------ Task inputs

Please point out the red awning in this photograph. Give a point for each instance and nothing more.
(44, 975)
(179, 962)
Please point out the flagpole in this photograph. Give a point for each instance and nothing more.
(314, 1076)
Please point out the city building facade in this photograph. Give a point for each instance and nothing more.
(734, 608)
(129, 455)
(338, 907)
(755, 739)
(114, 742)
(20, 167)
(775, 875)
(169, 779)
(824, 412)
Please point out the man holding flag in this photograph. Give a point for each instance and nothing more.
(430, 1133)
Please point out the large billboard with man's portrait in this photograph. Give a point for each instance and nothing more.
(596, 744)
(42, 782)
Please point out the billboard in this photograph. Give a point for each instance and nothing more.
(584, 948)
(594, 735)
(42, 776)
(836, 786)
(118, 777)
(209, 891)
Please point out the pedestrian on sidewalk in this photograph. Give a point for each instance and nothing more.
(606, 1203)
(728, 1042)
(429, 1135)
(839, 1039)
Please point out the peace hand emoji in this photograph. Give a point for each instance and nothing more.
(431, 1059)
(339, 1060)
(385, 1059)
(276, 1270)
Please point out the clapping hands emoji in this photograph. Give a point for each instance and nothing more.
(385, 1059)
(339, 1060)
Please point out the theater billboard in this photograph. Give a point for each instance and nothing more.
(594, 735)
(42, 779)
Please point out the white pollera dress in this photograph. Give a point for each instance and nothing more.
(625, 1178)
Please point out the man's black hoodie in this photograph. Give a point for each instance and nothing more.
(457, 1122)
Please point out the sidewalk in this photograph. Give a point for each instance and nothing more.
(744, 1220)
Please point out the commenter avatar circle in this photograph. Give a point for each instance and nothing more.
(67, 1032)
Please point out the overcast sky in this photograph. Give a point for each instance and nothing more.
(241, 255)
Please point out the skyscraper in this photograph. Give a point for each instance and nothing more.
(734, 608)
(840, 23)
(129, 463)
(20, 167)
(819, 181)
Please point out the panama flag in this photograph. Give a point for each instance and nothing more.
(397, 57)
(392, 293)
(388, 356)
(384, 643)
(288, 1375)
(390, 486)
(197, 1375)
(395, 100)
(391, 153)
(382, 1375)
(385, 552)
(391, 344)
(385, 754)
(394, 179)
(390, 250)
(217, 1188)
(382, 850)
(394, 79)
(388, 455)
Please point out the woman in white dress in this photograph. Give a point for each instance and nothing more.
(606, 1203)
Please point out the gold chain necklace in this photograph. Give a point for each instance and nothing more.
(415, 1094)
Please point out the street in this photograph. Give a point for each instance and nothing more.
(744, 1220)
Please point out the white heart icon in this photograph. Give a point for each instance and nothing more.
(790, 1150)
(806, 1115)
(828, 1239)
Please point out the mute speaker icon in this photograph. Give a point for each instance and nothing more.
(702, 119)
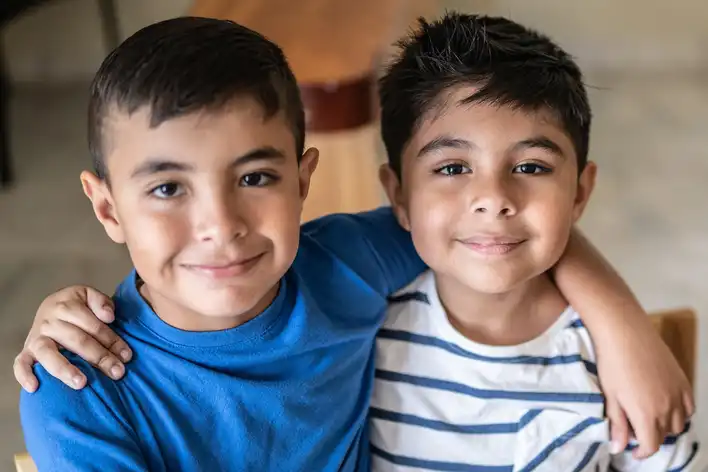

------------

Problem requirements -
Go through the listing and restate each line word for word, leaving out the pictures.

Expected output -
Please point out the red awning in this photograph. Give a point for each instance and nothing more.
(44, 975)
(179, 962)
Please point out the flagpole in this photograph. Give a point for each instance and nothing more.
(314, 1076)
Please point out the city building facade in this photograph. Give a point for each instance and nothing more.
(734, 608)
(129, 455)
(338, 907)
(755, 739)
(114, 742)
(20, 167)
(775, 875)
(169, 779)
(824, 412)
Please point out the man holding flag in this photograph. Give a point for each instance and nothing more.
(430, 1133)
Please point out the large billboard with man's portrait in this photograph. Give a point for each instance and nothing more.
(596, 744)
(42, 782)
Please point out the billboard in this photograph. Give a point for each instance and nothing more.
(584, 948)
(594, 735)
(42, 776)
(836, 786)
(118, 777)
(209, 891)
Please point out the pedestrian on sidewalk in this photograph. Give a point for each instance and nothing more.
(606, 1203)
(728, 1042)
(429, 1135)
(839, 1039)
Please point out the peace hand emoji in this photograph. Give a point for each instance and nothing more.
(431, 1059)
(339, 1060)
(385, 1059)
(276, 1270)
Please point out the clapping hands emoji in this photograph. Give a point for each instance and nothing more.
(385, 1059)
(339, 1060)
Please point out the theater billboard in this photograph. Give a point for each instance and nothing more.
(594, 735)
(42, 779)
Please point out the white pollera dress in this photograph. Give a point for each instance and nothing more.
(625, 1178)
Please point out the man's black hoodie in this photograph. Give a point for each instance and nothing more.
(457, 1122)
Please point out the sidewalk in this photograph. Give a point for each instance and nothing more.
(744, 1220)
Please point out the commenter avatar circle in this photograph. Give a point for each instance and nothing more.
(67, 1032)
Please point out the overcast sky in this photograph. Give a point for each instance and nothing more.
(241, 255)
Please point out the skyscraper in this photograph. Give a point for each instance and nothing more.
(734, 608)
(840, 23)
(129, 463)
(20, 167)
(819, 181)
Please point out the panama flag in this photograph. Give a point for each instance and nothing more.
(397, 57)
(392, 293)
(388, 356)
(384, 643)
(288, 1375)
(390, 486)
(197, 1375)
(395, 100)
(391, 153)
(382, 1375)
(385, 552)
(391, 344)
(385, 754)
(394, 179)
(390, 250)
(217, 1188)
(382, 850)
(394, 79)
(388, 455)
Please point out the woman in white dress in this photograph. Give a point for each instance and nothing more.
(606, 1203)
Please point out the gold chain necklace in this photograph. Give a point for each instance and nothing more.
(415, 1094)
Please point out the street in this photograph. Give a point for each instance and nothing more.
(744, 1220)
Please point out the white heart icon in this photograph. Give a point for each instance and nothing more.
(790, 1150)
(806, 1115)
(828, 1239)
Please point out the mute speaker icon in this photograph. Give a point for each instance and nothing more.
(702, 119)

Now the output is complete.